У всех немножко разное восприятие Бога, со своими оттенками, точно также одного и того же человека разные люди воспринимают немножко по-разному. Даже два сына могут воспринимать своих родителей немного индивидуально. И понятно, что Бог – Он есть Тот, Кто Он есть, но для себя лично я наделяю Бога еще и тем, что Он Сам по Себе является смыслом и задает этот смысл всему. Он задает этот смысл бытию, человеку и каждому событию человека и всего, что творится в мире. Ведь если Бога нет, то получается, чего бы я ни достиг, и чего бы я ни потерял – это не имеет ровным счетом никакого значения. Но если Бог есть, и Он обо всем промышляет, то что бы я ни делал, какие бы решения я ни принимал, и что бы в мире не происходило – это все наделено смыслом, и это все не зря. Лично для меня это важная часть восприятия Бога – наделение смыслом. Бог как Абсолют всего наделяет абсолютным смыслом абсолютно все. Поэтому и для жизни вечной души человека, и для его земного бытия, и для судьбы каких-нибудь растений, популяций животных, экологических вопросов, каких-нибудь вселенских катастроф – это все наделено смыслом. В девятнадцать лет начался именно поиск Бога, а дальнейшее формирование и понимание всего обозначенного происходило уже в процессе.
– В церковной ограде?
– Я с таким надрывом искал Бога, как мне кажется, что чуть не попал к свидетелям Иеговы, некоторое время питал к ним довольно большой интерес. А затем, думаю, Промыслом Божиим меня окружали церковные люди, которые корректировали мой путь и аккуратно подсказывали, что и как, за что им очень благодарен. Потом я попал в клуб «Фома», где размышляли и дискутировали воцерковляющиеся, клуб действовал при храме в честь святых мучениц Веры, Надежды, Любови и матери их Софии, курировал его отец Олег Фоминых, ныне диакон, а тогда мирянин. С нами общались отец Петр Машковцев, отец Андрей Рассанов, даже отец Андрей Лебедев к нам приезжал из Уржума, где он служил на тот момент. И в ходе этих встреч я получил ответы на многие вопросы. Это и был, на мой взгляд, процесс моего воцерковления.
Путь к священству
– Каким образом пришли к решению посвятить жизнь священническому служению?
– Нельзя сказать, что проснулся и решил стать священником. Это было некое формирование мировосприятия, устройства души. В период воцерковления учился в университете, тогда же задумывался над тем, что можно поступить в духовное училище и даже отучиться очно, это интересно. А на пятом курсе вуза, где учился на программиста, у меня появилось ощущение, что надо дерзнуть – поступить в духовную школу. И когда сказал об этом своему духовнику отцу Петру Машковцеву, он благословил, сказал: пробуй.

# # #

## [ЗАДАНИЯ]
(1) Перепишите фрагмент записей от их начала до строки с "left=119, top=168, right=290, bottom=259" включительно, заменив "white plate" на "round plate". Всё остальное оставьте без изменений.
(2) Продолжите текст о воцерковлении и пути к священству, начав сразу после его последнего предложения.

## [ПРЕДОСТАВЛЕННЫЕ ЗАПИСИ]

# # #

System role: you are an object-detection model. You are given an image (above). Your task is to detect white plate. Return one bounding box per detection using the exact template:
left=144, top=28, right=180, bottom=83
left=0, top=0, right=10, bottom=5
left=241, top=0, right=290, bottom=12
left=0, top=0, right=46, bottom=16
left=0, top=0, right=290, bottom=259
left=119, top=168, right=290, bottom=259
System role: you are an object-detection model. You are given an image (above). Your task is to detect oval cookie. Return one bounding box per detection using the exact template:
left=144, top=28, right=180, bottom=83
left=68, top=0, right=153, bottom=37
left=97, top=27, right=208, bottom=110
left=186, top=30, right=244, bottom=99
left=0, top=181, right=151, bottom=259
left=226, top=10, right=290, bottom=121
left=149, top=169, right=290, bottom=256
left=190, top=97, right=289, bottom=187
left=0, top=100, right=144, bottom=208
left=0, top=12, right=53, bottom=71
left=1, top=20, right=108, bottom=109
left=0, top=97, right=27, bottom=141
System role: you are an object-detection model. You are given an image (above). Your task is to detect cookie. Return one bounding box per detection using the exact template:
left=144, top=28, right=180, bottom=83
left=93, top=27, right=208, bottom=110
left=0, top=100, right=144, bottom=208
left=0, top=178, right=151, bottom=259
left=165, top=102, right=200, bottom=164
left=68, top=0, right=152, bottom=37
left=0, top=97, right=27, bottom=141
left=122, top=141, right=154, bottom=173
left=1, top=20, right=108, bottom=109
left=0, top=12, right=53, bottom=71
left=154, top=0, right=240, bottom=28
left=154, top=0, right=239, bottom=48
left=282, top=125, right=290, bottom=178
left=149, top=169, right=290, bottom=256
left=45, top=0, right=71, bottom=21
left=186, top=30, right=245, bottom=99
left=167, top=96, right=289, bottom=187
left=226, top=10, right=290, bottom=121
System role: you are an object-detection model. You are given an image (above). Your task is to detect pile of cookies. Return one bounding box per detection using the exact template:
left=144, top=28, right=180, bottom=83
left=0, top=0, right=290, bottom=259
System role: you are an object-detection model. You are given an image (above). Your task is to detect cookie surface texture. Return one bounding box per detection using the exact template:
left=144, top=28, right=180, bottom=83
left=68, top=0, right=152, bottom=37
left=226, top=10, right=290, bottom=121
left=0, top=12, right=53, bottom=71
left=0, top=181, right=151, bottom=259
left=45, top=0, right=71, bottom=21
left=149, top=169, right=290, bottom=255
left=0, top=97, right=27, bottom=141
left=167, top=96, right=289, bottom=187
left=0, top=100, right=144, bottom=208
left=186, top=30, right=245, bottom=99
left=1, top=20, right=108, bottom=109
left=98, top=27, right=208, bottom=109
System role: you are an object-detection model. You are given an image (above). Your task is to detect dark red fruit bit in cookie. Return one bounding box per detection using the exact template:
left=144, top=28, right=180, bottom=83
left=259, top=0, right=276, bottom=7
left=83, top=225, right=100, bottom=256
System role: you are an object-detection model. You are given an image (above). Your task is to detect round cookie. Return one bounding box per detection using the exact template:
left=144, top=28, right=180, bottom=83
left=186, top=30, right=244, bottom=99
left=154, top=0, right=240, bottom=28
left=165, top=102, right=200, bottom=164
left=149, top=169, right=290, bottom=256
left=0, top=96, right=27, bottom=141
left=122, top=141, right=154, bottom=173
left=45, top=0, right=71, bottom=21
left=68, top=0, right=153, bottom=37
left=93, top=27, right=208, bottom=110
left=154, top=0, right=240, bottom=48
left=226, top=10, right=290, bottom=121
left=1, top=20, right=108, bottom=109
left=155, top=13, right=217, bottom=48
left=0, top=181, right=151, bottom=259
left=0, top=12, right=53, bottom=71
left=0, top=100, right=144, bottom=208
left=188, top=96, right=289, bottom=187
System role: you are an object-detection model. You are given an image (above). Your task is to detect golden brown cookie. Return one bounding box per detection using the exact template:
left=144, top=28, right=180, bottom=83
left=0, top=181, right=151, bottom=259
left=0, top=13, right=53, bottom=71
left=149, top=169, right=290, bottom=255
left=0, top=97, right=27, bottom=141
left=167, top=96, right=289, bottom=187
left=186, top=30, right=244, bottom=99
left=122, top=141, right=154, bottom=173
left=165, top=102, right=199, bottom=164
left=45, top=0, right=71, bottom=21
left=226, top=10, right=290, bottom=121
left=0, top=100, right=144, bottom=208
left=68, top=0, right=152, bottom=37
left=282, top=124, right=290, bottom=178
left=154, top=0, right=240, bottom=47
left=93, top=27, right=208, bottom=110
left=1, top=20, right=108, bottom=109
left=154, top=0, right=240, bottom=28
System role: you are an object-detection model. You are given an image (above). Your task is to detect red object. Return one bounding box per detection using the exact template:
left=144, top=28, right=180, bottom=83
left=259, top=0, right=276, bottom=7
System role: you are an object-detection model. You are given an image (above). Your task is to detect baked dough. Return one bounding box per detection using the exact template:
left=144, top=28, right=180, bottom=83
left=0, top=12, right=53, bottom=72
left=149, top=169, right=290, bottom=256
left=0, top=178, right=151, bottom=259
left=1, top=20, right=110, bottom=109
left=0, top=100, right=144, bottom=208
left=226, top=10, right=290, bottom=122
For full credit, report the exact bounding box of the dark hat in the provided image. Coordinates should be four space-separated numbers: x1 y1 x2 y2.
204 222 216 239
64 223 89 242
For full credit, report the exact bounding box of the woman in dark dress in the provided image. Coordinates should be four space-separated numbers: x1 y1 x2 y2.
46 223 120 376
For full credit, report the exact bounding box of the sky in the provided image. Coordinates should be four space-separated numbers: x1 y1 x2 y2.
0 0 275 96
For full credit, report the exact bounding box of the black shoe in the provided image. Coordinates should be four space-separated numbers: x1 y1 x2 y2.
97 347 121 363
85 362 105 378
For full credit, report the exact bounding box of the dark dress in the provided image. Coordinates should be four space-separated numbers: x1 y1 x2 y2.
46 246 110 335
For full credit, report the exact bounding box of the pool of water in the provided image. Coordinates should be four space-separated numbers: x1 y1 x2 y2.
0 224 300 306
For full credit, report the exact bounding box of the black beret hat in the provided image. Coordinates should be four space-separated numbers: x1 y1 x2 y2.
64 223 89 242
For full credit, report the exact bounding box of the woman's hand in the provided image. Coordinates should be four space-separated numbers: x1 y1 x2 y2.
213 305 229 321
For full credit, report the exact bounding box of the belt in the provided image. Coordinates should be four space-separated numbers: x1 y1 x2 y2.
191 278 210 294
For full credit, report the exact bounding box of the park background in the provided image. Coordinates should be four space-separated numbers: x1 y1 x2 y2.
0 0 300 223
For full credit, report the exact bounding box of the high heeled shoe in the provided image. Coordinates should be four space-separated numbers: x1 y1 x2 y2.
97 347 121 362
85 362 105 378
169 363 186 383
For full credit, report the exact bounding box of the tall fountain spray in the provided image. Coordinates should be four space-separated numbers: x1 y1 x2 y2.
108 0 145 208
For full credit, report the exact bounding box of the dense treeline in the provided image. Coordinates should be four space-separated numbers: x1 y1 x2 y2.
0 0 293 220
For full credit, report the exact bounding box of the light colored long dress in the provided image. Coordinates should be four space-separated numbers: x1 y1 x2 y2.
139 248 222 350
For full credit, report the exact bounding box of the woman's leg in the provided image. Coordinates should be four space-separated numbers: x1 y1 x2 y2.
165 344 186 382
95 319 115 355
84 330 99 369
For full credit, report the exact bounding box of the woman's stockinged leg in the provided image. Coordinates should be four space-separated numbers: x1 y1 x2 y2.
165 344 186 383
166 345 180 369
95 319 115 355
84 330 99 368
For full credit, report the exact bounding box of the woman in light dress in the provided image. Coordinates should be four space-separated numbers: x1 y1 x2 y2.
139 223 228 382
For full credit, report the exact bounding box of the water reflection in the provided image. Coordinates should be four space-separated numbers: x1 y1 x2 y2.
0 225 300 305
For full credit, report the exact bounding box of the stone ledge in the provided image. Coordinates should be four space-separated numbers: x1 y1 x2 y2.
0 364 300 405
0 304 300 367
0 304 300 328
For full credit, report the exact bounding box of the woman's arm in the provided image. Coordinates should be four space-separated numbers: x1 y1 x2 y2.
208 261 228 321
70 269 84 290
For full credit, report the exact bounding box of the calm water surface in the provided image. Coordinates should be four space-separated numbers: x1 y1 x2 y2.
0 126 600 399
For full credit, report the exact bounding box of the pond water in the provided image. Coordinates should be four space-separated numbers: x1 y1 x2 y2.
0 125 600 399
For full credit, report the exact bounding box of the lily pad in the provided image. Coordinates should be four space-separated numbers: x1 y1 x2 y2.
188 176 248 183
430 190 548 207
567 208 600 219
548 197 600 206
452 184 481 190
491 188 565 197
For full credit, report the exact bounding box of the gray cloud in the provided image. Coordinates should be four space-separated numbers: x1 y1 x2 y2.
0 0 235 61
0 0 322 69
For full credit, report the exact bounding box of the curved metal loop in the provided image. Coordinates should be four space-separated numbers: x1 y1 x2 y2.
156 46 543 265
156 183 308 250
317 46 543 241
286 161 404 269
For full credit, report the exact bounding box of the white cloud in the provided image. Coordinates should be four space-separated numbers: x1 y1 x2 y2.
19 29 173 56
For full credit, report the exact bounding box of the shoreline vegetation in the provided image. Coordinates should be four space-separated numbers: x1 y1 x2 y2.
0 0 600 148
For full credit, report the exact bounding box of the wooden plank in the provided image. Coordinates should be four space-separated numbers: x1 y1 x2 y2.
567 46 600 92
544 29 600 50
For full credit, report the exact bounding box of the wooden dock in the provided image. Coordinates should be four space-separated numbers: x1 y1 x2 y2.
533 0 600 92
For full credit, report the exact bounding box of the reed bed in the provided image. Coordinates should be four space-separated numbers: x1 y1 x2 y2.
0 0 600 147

# # #

## [ОТВЕТЫ К ЗАДАНИЯМ]
(1)
System role: you are an object-detection model. You are given an image (above). Your task is to detect round plate. Return one bounding box per detection using the exact template:
left=144, top=28, right=180, bottom=83
left=0, top=0, right=10, bottom=5
left=241, top=0, right=290, bottom=12
left=0, top=0, right=46, bottom=16
left=0, top=0, right=290, bottom=259
left=119, top=168, right=290, bottom=259

(2)
Однако на тот момент это не означало, что выбор сделан и моя жизненная стезя – священство. На пути к священству столько промежуточных этапов, и каждый из этих этапов может определенным образом завернуться, это может произойти по причине того, что я духовно не готов или не достоин. И один из этапов – поступление в семинарию. На тот момент я был свободен, не был женат, у меня не было детей, разводов, алиментов, почему бы мне не попробовать? Отец Петр Машковцев подписал рекомендацию, Владыка Хрисанф ее подписал. После чего я поехал в Москву и поступил в духовную семинарию.
А дальше был новый определенный этап: семинаристу надо было найти невесту, хорошую, с которой можно построить счастливый брак, жениться, и все должно сложиться благополучно, чтобы после иметь возможность писать прошение на то, чтобы принять священный сан. И судя по всему, как я могу уже сейчас об этом судить, все сложилось.
– Вы с матушкой познакомились в духовной школе? Как это произошло?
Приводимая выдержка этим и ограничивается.